所给条目:
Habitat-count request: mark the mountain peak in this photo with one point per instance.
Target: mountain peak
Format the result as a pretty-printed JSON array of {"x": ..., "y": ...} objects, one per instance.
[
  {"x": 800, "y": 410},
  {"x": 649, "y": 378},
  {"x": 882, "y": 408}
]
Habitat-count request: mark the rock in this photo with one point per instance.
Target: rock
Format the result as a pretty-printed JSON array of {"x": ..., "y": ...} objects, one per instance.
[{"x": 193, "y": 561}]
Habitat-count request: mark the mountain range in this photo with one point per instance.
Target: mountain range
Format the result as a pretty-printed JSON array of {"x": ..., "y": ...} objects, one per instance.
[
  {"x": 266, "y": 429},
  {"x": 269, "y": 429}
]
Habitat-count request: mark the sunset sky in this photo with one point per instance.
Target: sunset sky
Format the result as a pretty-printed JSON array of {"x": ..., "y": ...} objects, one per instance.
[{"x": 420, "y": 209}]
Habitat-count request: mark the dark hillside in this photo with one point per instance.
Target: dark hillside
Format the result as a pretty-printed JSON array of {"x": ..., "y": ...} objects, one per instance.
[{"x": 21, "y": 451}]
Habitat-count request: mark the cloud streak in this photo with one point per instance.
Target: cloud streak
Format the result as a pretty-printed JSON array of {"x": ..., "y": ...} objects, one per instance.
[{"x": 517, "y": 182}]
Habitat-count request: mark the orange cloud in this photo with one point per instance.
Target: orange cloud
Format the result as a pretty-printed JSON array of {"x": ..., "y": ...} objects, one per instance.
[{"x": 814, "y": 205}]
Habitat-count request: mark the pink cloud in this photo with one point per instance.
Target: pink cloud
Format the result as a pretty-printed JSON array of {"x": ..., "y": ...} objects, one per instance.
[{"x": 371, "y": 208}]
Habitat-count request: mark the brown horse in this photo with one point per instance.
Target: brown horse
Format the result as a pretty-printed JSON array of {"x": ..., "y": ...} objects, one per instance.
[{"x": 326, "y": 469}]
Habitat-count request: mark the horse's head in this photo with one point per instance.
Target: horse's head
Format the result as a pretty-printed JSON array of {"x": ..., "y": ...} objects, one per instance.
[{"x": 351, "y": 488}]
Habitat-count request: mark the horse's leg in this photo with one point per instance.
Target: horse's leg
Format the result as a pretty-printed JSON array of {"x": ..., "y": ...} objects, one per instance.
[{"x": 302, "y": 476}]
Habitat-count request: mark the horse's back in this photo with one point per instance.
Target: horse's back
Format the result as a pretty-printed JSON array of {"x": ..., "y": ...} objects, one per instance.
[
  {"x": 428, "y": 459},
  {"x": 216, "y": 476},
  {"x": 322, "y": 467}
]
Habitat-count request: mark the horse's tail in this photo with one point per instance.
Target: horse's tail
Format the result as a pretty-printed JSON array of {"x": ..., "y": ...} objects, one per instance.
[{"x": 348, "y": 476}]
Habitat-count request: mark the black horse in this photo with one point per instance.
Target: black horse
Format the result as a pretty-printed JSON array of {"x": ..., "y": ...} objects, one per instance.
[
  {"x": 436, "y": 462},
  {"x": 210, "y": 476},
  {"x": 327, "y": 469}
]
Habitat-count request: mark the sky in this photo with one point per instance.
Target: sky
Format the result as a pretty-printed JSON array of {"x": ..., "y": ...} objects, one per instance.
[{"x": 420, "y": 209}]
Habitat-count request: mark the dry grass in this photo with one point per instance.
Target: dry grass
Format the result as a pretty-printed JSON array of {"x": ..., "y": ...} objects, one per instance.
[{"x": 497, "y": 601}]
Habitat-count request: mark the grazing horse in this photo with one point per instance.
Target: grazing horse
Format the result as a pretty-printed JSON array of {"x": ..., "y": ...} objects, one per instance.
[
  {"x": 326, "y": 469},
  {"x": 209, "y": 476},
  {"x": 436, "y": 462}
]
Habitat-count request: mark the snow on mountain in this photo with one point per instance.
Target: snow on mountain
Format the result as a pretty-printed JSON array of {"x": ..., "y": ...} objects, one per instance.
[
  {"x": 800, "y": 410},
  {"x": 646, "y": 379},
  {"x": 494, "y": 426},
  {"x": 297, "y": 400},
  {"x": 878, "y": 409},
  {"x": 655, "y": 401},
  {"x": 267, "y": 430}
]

给定任务: 把以上全部条目逐字照抄一遍，不得改动任何字符。

练习作答:
Habitat-count request: mark the mountain peak in this photo with one point per instance.
Target: mountain peak
Format the result as a pretty-printed JSON array of {"x": ..., "y": ...} objects, one per instance.
[
  {"x": 800, "y": 410},
  {"x": 649, "y": 378},
  {"x": 882, "y": 408}
]
Habitat-count request: mark the rock in this photo with one point per instance.
Target: rock
Format the result as a pretty-printed JSON array of {"x": ..., "y": ...} objects, one per instance.
[{"x": 193, "y": 561}]
Habitat-count request: mark the mountain range in this photo with one point per instance.
Target: mountain range
Format the result as a pretty-printed JSON array of {"x": ..., "y": ...} objects, one per instance.
[
  {"x": 266, "y": 429},
  {"x": 269, "y": 429}
]
Habitat-count request: mark the sunset sky in this photo with one point per instance.
Target: sunset sky
Format the result as a pretty-printed JSON array of {"x": ..., "y": ...} objects, one per instance.
[{"x": 420, "y": 209}]
Habitat-count request: mark the dark hillside in this photo with one point per instance.
Target: dark hillside
Format the result as a pretty-printed JSON array of {"x": ..., "y": ...} objects, one per instance.
[{"x": 21, "y": 451}]
Habitat-count request: mark the cloud streak in this photo with one point per instance.
Target: cloud streak
Format the result as a pretty-printed JSON array of {"x": ..., "y": ...} objects, one per instance.
[{"x": 517, "y": 182}]
Habitat-count request: mark the orange cloud in this photo with one point per instance.
Target: orange cloud
Format the result as a pretty-printed JSON array of {"x": ..., "y": ...} objects, one per instance.
[{"x": 814, "y": 205}]
Habitat-count request: mark the pink cloud in this photo with one point per instance.
Target: pink cloud
Format the result as a pretty-printed JSON array of {"x": ..., "y": ...} objects, one per instance.
[{"x": 371, "y": 208}]
Habitat-count request: mark the brown horse in this photo with one point per instance.
Target: brown horse
Format the result as a pretty-printed JSON array of {"x": ..., "y": ...} objects, one per instance.
[{"x": 326, "y": 469}]
Habitat-count request: mark the horse's head in this photo with one point per instance.
Target: horse's head
Format the result as a pretty-printed JSON array of {"x": ..., "y": ...} objects, one per instance.
[{"x": 351, "y": 488}]
Habitat-count request: mark the horse's leg in this photo with one point per instance.
Target: horse's leg
Format the result as a pretty-printed JSON array of {"x": ..., "y": ...} objects, one per instance.
[{"x": 302, "y": 476}]
Habitat-count request: mark the horse's back in this photo with one point per instance.
Target: horse's back
Format the result as a pretty-printed JSON array of {"x": ..., "y": ...} objects, one per instance.
[
  {"x": 428, "y": 459},
  {"x": 216, "y": 476},
  {"x": 322, "y": 467}
]
Habitat-count request: mark the horse's tail in this photo with one point per instance.
Target: horse's tail
Format the result as a pretty-printed JSON array of {"x": ..., "y": ...} objects, one per instance.
[{"x": 348, "y": 476}]
Habitat-count request: mark the black horse in this photo with one point per instance.
Target: black horse
Format the result as a pretty-printed JSON array of {"x": ..., "y": ...} objects, one per instance.
[
  {"x": 436, "y": 462},
  {"x": 210, "y": 476},
  {"x": 327, "y": 469}
]
Habitat-count request: mark the sky in this photo with one point per instance.
Target: sky
Format the result as a pretty-printed JSON array of {"x": ..., "y": ...} objects, one per instance.
[{"x": 420, "y": 209}]
Habitat-count request: mark the dry grass in this photo with one point per instance.
Target: dry grass
Format the result as a pretty-printed JSON array of {"x": ..., "y": ...} objects, one per instance.
[{"x": 497, "y": 601}]
Habitat-count request: mark the grazing horse in this photo with one point per instance.
Target: grazing horse
Format the result as a pretty-printed JSON array of {"x": ..., "y": ...} objects, one per instance.
[
  {"x": 326, "y": 469},
  {"x": 209, "y": 476},
  {"x": 436, "y": 462}
]
Habitat-count request: mark the snow on mountain in this photo with one point per instance.
Target: snow on mountain
Format the result as a pretty-printed JSON array of {"x": ..., "y": ...} objects, one per instance.
[
  {"x": 800, "y": 410},
  {"x": 646, "y": 379},
  {"x": 494, "y": 426},
  {"x": 297, "y": 400},
  {"x": 878, "y": 409},
  {"x": 655, "y": 401},
  {"x": 267, "y": 430}
]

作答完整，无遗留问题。